SELECTED PASSAGE:
+++
Nature vs. Nurture

There are many different ways that psychology, the scientific study of behavior and mental processes, has been interpreted and studied.  The Greeks first brought up the ideas of Nativism and Empiricism.  Nativism is the viewpoint that people are the way they are because of genetics.  Nativists, who take this “nature” approach, believe that human characteristics, thoughts, and ideas are all gained hereditarily, through genetic code.  Empiricism, also known as the “nurture” approach, is the belief that experiences create who a person is and somewhat mold a person.  Empiricists think that a person’s beliefs and actions are a direct correlation to how they were nurtured and raised as a child. Empiricism and nativism are two opposite approaches to determining how people are “programmed” and in response how they act. This argument is often called “nature vs. nurture”. (Wede Psych 100 Lecture 2)

At first, thinking about nurture and nature, I would assume that nurture has the biggest impact on a person.  However, when thinking from personal experience, of being around my aunts who happen to be fraternal twins, I think that nature has the greatest effect on people.  Personally, I cannot wrap my brain around the fact that people are simply born programmed to be a certain way, but the facts around me that they are indeed are extremely evident.  My aunts were both born and raised in the same place and the same values were instilled in each.  Neither was favored over the other and neither excelled in school or athletics more than the other.  That being said, today they are polar opposites in every aspect of life.  If nurture determined how they acted and what they believed, then being brought up the same, theoretically, from an empiricism view, they should be the same.
+++
EXERCISE DATA:
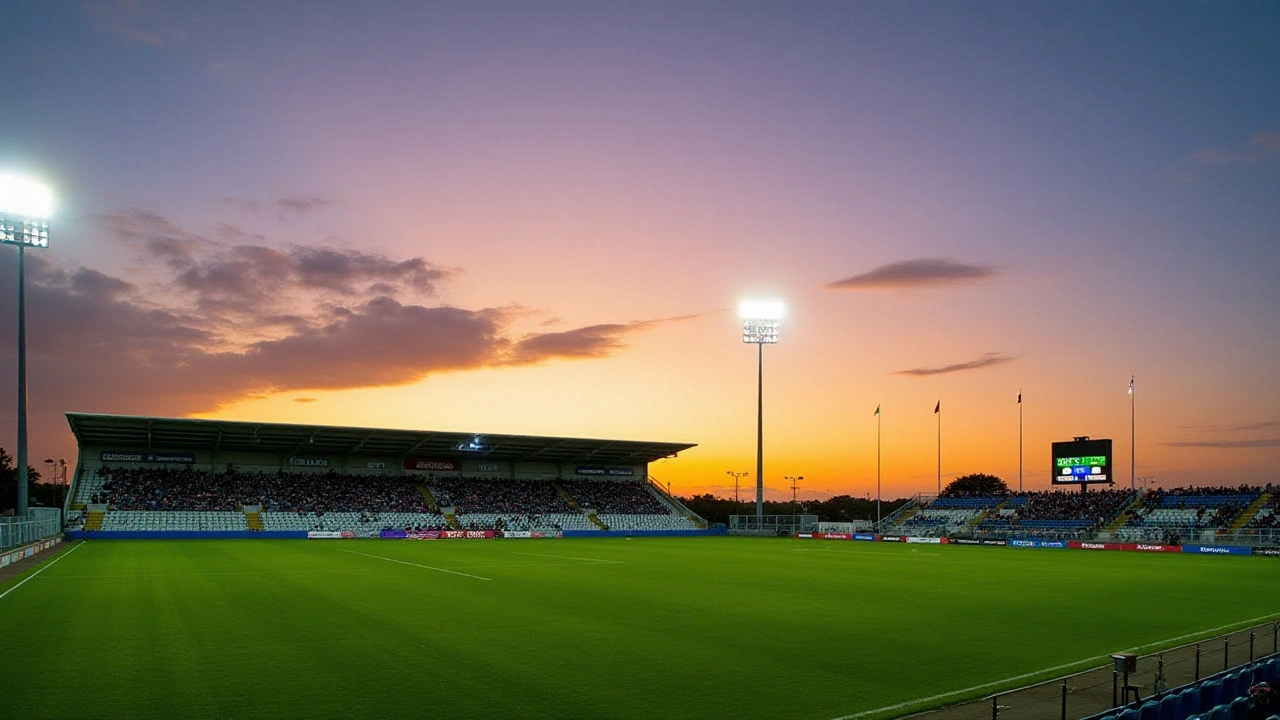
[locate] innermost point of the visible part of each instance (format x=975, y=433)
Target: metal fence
x=1097, y=691
x=37, y=524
+++
WHAT TO DO:
1. Do these statements agree with the passage on nature versus nurture? Answer yes or no for each, and quote the words from the passage that decide it.
(a) The Greeks were the first to raise the ideas of nativism and empiricism.
(b) The writer's aunts grew up in different places.
(c) One aunt did better in school than the other.
2. Write what comes next in the passage on nature versus nurture, picking up right after its last sentence.

EXERCISE ANSWERS:
1.
(a) Yes: "The Greeks first brought up the ideas of Nativism and Empiricism."
(b) No: "My aunts were both born and raised in the same place"
(c) No: "neither excelled in school or athletics more than the other."

2.
Although they are twins, they differ in genetic makeup because they are fraternal.  My Aunt Becky happens to be very outgoing, lesbian, and democratic.  My Aunt Krista, on the other hand, is introverted, straight, and republican. They are both very independent, yet their lifestyles differ drastically.  Aunt Becky, for example, went to school for architecture and moved to Alaska on a whim; however, my Aunt Krista was an English major and is now a professor.  Krista leads a very organized life and keeps to herself, while Becky is outgoing and enjoys doing things that are unplanned.  The two were raised almost identically and yet those same experiences led to two completely different personalities.  Their ideas and characteristics must have been inborn, and nurture, while probably playing a tiny role, did not change their paths.  The two are so much opposites, that they often “butt heads”.  The views of nativism and nature have to have some sort of influence on a person.  Genetics is the only thing that could be used to describe the reasoning for such different personalities, beliefs, and thoughts between my aunts, if indeed it was an argument of nature vs. nurture.